Work to complete:
(a) In the article about the battery joint venture, what share of the venture will EVE Energy hold?
(b) Print the part of the battery joint venture article starting with "Rumsey said with" and going on through "commercial battery-electric trucks.".

Document text:
■ ■ ■ ■ ■ ■ ■
The company’s zero-emissions business unit, Accelera by Cummins, is teaming up with three other companies for what is estimated to be a $2-3 billion investment that Jennifer Rumsey said will create a “significant number of jobs.”
While the joint venture still requires regulatory approvals, Rumsey said the companies are looking to get ahead of what will be a big shift toward electric commercial vehicles.
“It’s a pretty significant investment in this new plant,” Rumsey said. “That allows us to share that investment and create cells that we believe will have scale as the transition begins to occur, and then each of us can take those cells and design and produce battery packs.”
Accelera will have an equal 30% share in the joint venture with Daimler Trucks North America in Oregon and Washington-based Paccar. The venture’s technology partner, EVE Energy in Ohio, will have a 10% share.
Rumsey said with the need to invest in a range of battery-related solutions, companies are looking at ways to partner with others and share in that investment.
She said the commercial vehicle market requires a sense of cost efficiency as well as life and durability requirements for battery cells. That’s why the joint venture plans to develop lithium-iron-phosphate, or LFP, batteries for commercial battery-electric trucks.
“We believe [these batteries] will have a cost advantage because of the chemistry that doesn’t rely on some of the harder-to-come-by metals as well as the design of the cell and how that integrates into the pack,” she said. “It’ll be lower cost and it has twice the life cycles of a NMC, which is another common chemistry that’s used in passenger cars.”
But will the new manufacturing plant be located in Indiana? Rumsey said the partners are in the final stages of evaluating several sites across the U.S. However, she added regardless of where the plant is built, it will support operations in Indiana.
“We are today at Accelera by Cummins, making battery packs in our plant here in Columbus, Indiana, and that business is going to grow over time,” she said. “For Cummins, it’s relatively small today, because these technologies are just starting to be adopted, [but] we’re projecting it’ll grow to $6-13 billion by 2030. And so there’s a lot of opportunities to grow, and these battery cells will play a role in creating jobs here in Indiana, for sure.”
The joint venture aims to begin production in 2027. When at full capacity, Rumsey said the plant will be able to produce 21 gigawatt hours of battery cells.
■ ■ ■ ■ ■ ■ ■
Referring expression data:
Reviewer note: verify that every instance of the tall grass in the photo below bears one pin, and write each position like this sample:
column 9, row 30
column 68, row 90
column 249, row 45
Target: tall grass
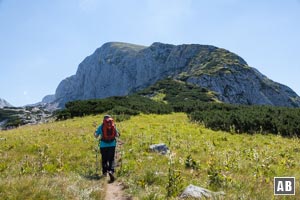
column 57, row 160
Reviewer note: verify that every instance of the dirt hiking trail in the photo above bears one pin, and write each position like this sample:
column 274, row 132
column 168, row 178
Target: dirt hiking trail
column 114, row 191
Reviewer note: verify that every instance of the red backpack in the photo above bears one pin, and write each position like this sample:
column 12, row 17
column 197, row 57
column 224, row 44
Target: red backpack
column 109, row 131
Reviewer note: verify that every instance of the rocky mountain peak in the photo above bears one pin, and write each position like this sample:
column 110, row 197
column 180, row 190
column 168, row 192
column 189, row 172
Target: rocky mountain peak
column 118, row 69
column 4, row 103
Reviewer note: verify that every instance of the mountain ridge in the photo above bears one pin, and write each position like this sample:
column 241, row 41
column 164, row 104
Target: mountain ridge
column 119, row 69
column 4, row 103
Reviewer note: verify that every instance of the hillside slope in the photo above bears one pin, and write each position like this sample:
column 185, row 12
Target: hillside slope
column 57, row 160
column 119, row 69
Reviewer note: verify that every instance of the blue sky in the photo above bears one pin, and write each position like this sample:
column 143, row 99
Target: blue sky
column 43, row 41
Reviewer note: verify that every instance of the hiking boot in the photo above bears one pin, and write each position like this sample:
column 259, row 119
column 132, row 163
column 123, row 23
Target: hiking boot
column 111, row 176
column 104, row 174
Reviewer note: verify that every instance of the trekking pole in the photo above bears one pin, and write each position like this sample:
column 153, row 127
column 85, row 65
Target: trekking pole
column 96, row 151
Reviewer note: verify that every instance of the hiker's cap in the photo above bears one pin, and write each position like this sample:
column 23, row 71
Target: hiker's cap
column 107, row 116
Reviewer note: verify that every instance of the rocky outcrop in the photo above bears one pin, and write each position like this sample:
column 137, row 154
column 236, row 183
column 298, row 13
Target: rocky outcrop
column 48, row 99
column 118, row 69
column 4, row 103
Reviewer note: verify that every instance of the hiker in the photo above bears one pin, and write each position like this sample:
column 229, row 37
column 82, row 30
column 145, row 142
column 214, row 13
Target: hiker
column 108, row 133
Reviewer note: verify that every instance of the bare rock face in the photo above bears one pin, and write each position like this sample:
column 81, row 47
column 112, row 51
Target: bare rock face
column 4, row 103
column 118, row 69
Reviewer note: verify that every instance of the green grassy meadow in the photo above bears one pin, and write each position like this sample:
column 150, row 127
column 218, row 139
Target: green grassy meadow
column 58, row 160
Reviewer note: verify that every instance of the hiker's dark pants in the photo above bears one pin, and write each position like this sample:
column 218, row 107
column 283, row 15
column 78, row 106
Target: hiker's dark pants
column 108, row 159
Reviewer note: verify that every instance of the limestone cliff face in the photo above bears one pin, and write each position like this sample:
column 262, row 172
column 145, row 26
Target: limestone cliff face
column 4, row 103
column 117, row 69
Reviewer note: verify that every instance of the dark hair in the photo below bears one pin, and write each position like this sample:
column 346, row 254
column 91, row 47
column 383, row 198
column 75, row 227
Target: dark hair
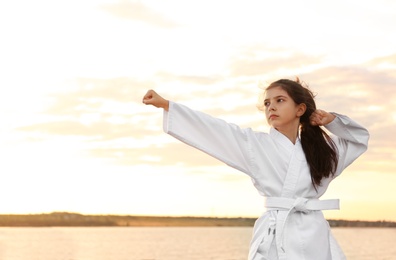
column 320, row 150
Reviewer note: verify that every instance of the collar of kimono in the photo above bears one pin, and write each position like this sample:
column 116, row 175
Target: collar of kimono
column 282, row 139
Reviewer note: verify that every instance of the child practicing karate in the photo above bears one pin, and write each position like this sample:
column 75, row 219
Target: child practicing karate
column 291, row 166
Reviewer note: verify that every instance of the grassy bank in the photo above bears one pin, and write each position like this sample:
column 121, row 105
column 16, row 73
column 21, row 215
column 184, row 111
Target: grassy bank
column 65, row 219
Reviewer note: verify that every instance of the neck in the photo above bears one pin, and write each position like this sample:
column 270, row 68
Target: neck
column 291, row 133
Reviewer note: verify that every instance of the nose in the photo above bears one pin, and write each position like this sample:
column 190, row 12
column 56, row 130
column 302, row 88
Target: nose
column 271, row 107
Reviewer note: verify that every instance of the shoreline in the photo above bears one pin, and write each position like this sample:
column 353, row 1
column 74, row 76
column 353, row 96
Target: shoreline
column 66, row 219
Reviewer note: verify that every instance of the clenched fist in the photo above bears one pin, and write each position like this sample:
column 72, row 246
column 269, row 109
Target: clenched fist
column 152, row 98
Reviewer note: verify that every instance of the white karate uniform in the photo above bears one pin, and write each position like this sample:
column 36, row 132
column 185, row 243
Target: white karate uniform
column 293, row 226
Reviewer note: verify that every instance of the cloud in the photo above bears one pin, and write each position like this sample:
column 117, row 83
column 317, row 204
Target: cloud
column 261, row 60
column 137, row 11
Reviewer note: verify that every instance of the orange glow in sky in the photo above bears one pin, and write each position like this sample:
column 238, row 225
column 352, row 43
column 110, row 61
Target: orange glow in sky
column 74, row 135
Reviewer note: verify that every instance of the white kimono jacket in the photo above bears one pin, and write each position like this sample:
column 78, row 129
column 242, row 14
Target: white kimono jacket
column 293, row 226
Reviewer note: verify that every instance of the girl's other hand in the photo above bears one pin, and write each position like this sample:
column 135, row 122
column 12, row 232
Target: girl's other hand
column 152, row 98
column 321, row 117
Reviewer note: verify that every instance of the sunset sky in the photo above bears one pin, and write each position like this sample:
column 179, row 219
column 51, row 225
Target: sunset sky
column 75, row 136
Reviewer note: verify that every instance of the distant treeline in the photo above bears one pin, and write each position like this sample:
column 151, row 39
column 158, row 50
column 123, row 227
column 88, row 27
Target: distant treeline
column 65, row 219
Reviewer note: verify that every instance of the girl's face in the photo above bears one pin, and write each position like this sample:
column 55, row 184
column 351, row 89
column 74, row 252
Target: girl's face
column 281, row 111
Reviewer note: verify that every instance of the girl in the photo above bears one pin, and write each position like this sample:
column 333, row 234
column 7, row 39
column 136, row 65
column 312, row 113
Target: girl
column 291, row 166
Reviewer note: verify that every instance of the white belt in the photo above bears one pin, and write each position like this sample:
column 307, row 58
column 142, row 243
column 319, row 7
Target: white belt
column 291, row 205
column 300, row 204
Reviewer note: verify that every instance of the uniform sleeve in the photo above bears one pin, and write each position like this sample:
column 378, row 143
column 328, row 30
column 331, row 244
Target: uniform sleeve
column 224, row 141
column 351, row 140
■ ■ ■ ■ ■ ■ ■
Answers given:
(a) EVE Energy will hold a 10% share.

(b)
Rumsey said with the need to invest in a range of battery-related solutions, companies are looking at ways to partner with others and share in that investment.
She said the commercial vehicle market requires a sense of cost efficiency as well as life and durability requirements for battery cells. That’s why the joint venture plans to develop lithium-iron-phosphate, or LFP, batteries for commercial battery-electric trucks.